Saved data entries

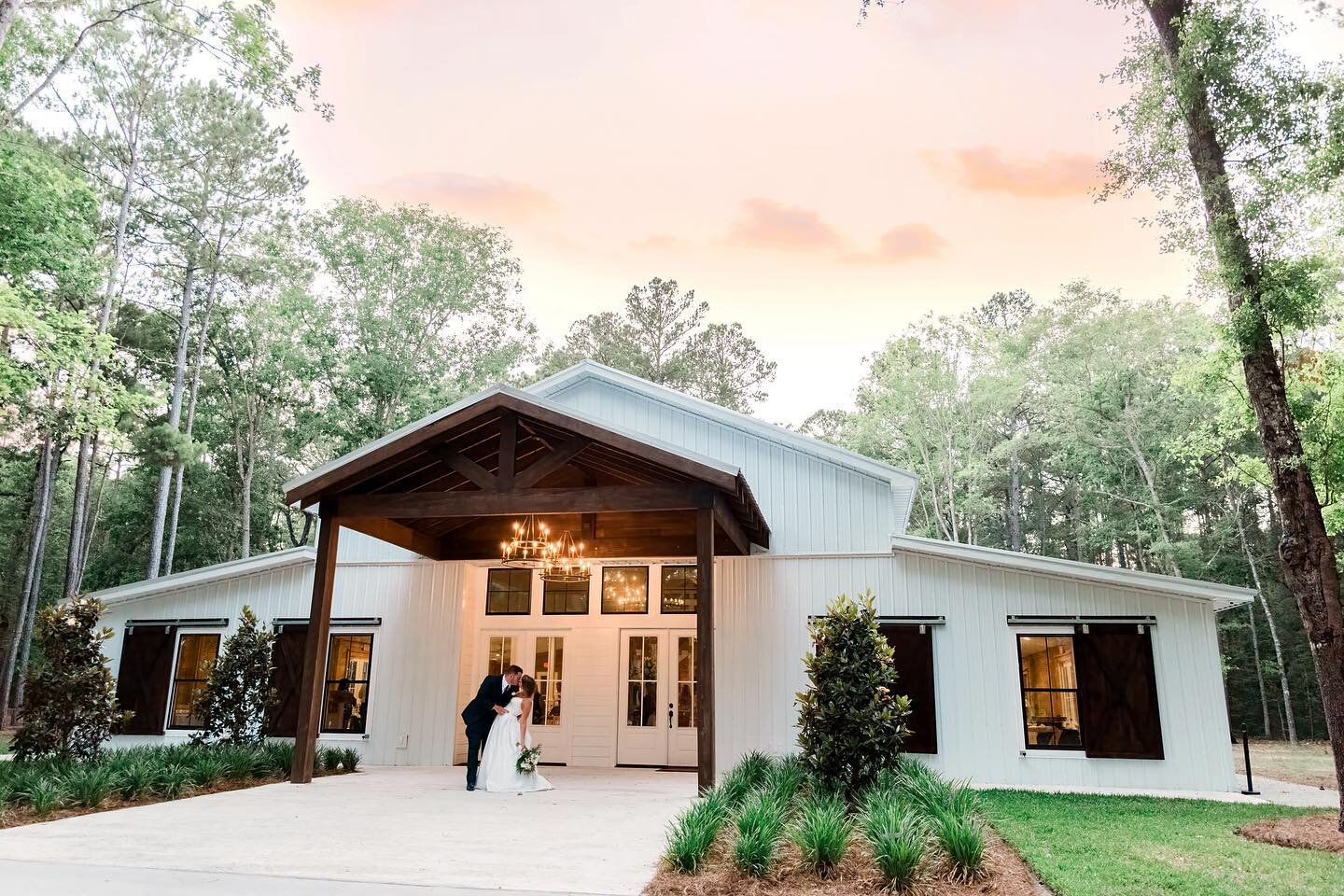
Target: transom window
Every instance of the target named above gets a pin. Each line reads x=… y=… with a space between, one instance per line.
x=565 y=598
x=625 y=589
x=509 y=593
x=547 y=672
x=1050 y=692
x=348 y=661
x=196 y=656
x=679 y=589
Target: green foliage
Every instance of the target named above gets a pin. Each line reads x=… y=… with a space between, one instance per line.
x=821 y=832
x=851 y=721
x=70 y=707
x=760 y=828
x=238 y=693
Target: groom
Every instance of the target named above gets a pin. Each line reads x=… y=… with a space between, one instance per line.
x=491 y=700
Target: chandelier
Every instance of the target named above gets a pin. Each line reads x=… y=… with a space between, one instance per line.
x=530 y=546
x=565 y=562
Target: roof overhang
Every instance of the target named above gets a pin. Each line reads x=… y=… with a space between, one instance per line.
x=441 y=486
x=1222 y=595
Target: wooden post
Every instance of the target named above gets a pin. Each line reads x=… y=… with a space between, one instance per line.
x=315 y=648
x=705 y=642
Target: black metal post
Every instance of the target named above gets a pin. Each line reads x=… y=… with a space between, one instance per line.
x=1246 y=751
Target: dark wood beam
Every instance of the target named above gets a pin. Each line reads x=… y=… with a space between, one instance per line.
x=394 y=532
x=509 y=453
x=550 y=464
x=650 y=546
x=315 y=648
x=421 y=505
x=705 y=644
x=467 y=467
x=730 y=525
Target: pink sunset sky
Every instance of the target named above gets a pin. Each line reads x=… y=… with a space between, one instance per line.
x=820 y=180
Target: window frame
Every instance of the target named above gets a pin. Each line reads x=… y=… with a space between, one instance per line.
x=369 y=684
x=623 y=613
x=588 y=599
x=173 y=673
x=528 y=592
x=1023 y=691
x=663 y=603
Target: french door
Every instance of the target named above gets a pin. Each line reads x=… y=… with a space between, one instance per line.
x=656 y=723
x=542 y=656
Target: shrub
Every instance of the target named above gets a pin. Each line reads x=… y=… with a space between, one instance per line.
x=851 y=721
x=89 y=785
x=45 y=794
x=760 y=828
x=238 y=693
x=693 y=833
x=821 y=832
x=72 y=704
x=962 y=838
x=173 y=780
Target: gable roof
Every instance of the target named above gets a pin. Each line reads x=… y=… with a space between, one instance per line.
x=1222 y=595
x=779 y=436
x=217 y=572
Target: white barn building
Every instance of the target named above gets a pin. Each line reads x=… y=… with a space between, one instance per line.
x=1023 y=669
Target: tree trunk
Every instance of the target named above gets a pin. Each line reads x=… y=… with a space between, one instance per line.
x=18 y=649
x=156 y=529
x=180 y=469
x=1305 y=550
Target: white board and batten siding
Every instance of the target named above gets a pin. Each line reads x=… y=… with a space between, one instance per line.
x=816 y=498
x=413 y=678
x=761 y=617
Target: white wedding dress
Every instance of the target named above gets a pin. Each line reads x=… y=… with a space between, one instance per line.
x=498 y=761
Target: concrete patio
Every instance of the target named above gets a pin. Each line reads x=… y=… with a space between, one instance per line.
x=382 y=831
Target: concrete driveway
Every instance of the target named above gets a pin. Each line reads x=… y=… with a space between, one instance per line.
x=382 y=831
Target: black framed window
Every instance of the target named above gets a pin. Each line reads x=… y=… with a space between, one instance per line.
x=565 y=598
x=509 y=593
x=196 y=656
x=679 y=589
x=625 y=589
x=350 y=657
x=1048 y=692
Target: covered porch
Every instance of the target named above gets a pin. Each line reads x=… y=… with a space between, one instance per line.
x=449 y=488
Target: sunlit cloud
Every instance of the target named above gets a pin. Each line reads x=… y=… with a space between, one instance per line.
x=902 y=244
x=491 y=199
x=986 y=170
x=770 y=225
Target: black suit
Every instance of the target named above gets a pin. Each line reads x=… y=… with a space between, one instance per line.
x=479 y=718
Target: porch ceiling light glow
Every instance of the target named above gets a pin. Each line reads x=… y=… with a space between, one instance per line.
x=566 y=562
x=530 y=546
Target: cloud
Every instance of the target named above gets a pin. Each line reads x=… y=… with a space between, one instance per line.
x=986 y=170
x=469 y=195
x=770 y=225
x=902 y=244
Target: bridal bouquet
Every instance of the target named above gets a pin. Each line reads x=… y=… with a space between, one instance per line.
x=527 y=759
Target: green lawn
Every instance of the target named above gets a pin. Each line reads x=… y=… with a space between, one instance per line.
x=1084 y=846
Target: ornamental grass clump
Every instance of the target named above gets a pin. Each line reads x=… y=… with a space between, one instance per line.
x=851 y=721
x=693 y=833
x=821 y=832
x=760 y=828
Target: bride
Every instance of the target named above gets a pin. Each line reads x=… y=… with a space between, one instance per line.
x=509 y=735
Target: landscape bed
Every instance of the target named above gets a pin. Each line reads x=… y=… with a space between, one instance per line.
x=50 y=789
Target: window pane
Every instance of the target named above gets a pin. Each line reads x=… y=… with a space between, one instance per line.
x=679 y=594
x=625 y=590
x=195 y=658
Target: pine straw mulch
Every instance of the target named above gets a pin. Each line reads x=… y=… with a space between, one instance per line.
x=1005 y=875
x=19 y=816
x=1300 y=832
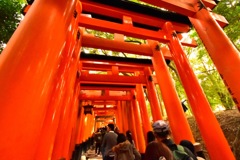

Task to complete -> Print the data once more without any change, skipping each picture.

Solution for this exercise ->
Target: transom window
Every instance of the target named above gets a pin. Each line reads x=… y=… with a space between, one instance per line.
x=565 y=598
x=625 y=589
x=509 y=593
x=547 y=672
x=1050 y=692
x=348 y=661
x=196 y=656
x=679 y=589
Target: green foliage
Every instance of the target named above gets a pin. Each line reads x=… y=… with a space between, one instance per line.
x=821 y=832
x=851 y=721
x=70 y=707
x=760 y=828
x=238 y=693
Target: groom
Every instance of the target named above gets a pin. Each line reads x=… y=… with a space between, one instance per line.
x=491 y=700
Target: chandelier
Every instance of the target named above gets a pin. Each line reads x=… y=… with a space between, one instance per line.
x=530 y=546
x=565 y=562
Target: roof overhang
Every instance of the target named above gets a pin. Each line reads x=… y=… with a space between, one instance per line.
x=441 y=486
x=1222 y=595
Target: wooden post
Every instance of the target named above gets a pin. Each line reads x=… y=… with a space between, one instance per line.
x=315 y=648
x=705 y=642
Target: black metal post
Every instance of the target named above gets a pin. Each line reads x=… y=… with a space between, one instance per line.
x=1246 y=751
Target: dark wood beam
Every instance of the target named above gets a pin. Each line reads x=… y=… with a space between, one instance per line.
x=394 y=532
x=509 y=453
x=550 y=464
x=650 y=546
x=315 y=648
x=421 y=505
x=705 y=644
x=467 y=467
x=730 y=525
Target: pink sunset sky
Every instance of the target named above gets a pin. Each line reads x=… y=… with a space between, one instance per line.
x=820 y=180
Target: window frame
Every instance of the target named above gets a pin. Each line reads x=… y=… with a space between, one instance per line.
x=369 y=684
x=623 y=613
x=588 y=599
x=173 y=673
x=528 y=592
x=1023 y=691
x=663 y=603
Target: french door
Every instance of the target named above gets a pin. Each line reads x=… y=… with a space between, one instance per line.
x=656 y=723
x=542 y=656
Target: shrub
Every instance of the target named above gets a pin. Each line reads x=… y=… with a space between, one instance per line.
x=851 y=721
x=89 y=785
x=45 y=794
x=760 y=828
x=238 y=693
x=693 y=833
x=821 y=832
x=72 y=704
x=962 y=838
x=173 y=780
Target: gable roof
Every instance of the target named above gets a pin. Each line reads x=… y=… with a space between, one instance per line.
x=1222 y=595
x=779 y=436
x=217 y=572
Target: white barn building
Every instance of the target named above gets a pin. Each line reads x=… y=… with a space between, one instance per line.
x=1023 y=669
Target: tree trunk
Every instance of the target named above gets a pin. Each line reads x=… y=… with a space between, one instance per line.
x=18 y=649
x=156 y=529
x=180 y=469
x=1305 y=550
Target: white board and batten siding
Every instance of the target named above gets a pin. Each line reads x=… y=… with a space between, one instance per line.
x=816 y=498
x=413 y=678
x=761 y=617
Target: white wedding dress
Every instance of the target named above gets a pin. Each line reads x=… y=… with a space between, one instance per line.
x=498 y=761
Target: concrete patio
Every instance of the target named above gets a pin. Each line reads x=… y=… with a space between, one instance per line.
x=382 y=831
Target: concrete driveway
Every instance of the target named above gets a pin. Each line reads x=… y=… with a space between, one instance per line.
x=382 y=831
Target: black framed window
Every instance of the target named above gets a pin. Each line reads x=… y=… with a space between, one instance per line.
x=565 y=598
x=509 y=593
x=196 y=656
x=679 y=589
x=625 y=589
x=350 y=657
x=1048 y=692
Target: covered porch
Every instance of the target named above gets a pin. Each line reads x=… y=… with a space between, one instance per line.
x=449 y=488
Target: sunlit cloud
Every instance of the target named above gets a pin. Each line reads x=… y=… with a space between, one instance per line.
x=902 y=244
x=491 y=199
x=986 y=170
x=770 y=225
Target: black suit
Every instance of the target named above gets a pin. Each line reads x=… y=… with a space between, one instance per line.
x=479 y=718
Target: porch ceiling light glow
Every instance of the target named above gets a pin. Each line reads x=… y=… with a space between, one instance per line.
x=566 y=562
x=530 y=546
Target: cloud
Every instance of the target named above gets a pin. Each line reads x=… y=… with a space between, one instance per line.
x=986 y=170
x=469 y=195
x=770 y=225
x=902 y=244
Target: bridal bouquet
Every instance of the target named above gets a pin. Each line reads x=… y=… with a space between, one instance per line.
x=527 y=759
Target: green lawn
Every instance of the target named above gets a pin. Each line reads x=… y=… with a space between, one instance per line.
x=1084 y=846
Target: ornamental grass clump
Every instance of the target named above gets a pin. Each line reads x=… y=… with a space between, one instance per line.
x=851 y=721
x=693 y=833
x=821 y=832
x=760 y=828
Target: bride
Every instance of the target named above gets a pin. Each line reads x=… y=… with a space between, one instance per line.
x=509 y=735
Target: landscape bed
Every instance of the target named above gets a pin. Each line reads x=… y=… with a space between, one instance per line.
x=50 y=789
Target: window pane
Every instance of the target named above gets a pin. Each line reads x=… y=… with a space between, one instance per line.
x=679 y=594
x=625 y=590
x=195 y=658
Target: pine straw mulch
Every instance of the target named above gets a pin. Each line reads x=… y=… with a space between, one instance per line.
x=1005 y=875
x=19 y=816
x=1300 y=832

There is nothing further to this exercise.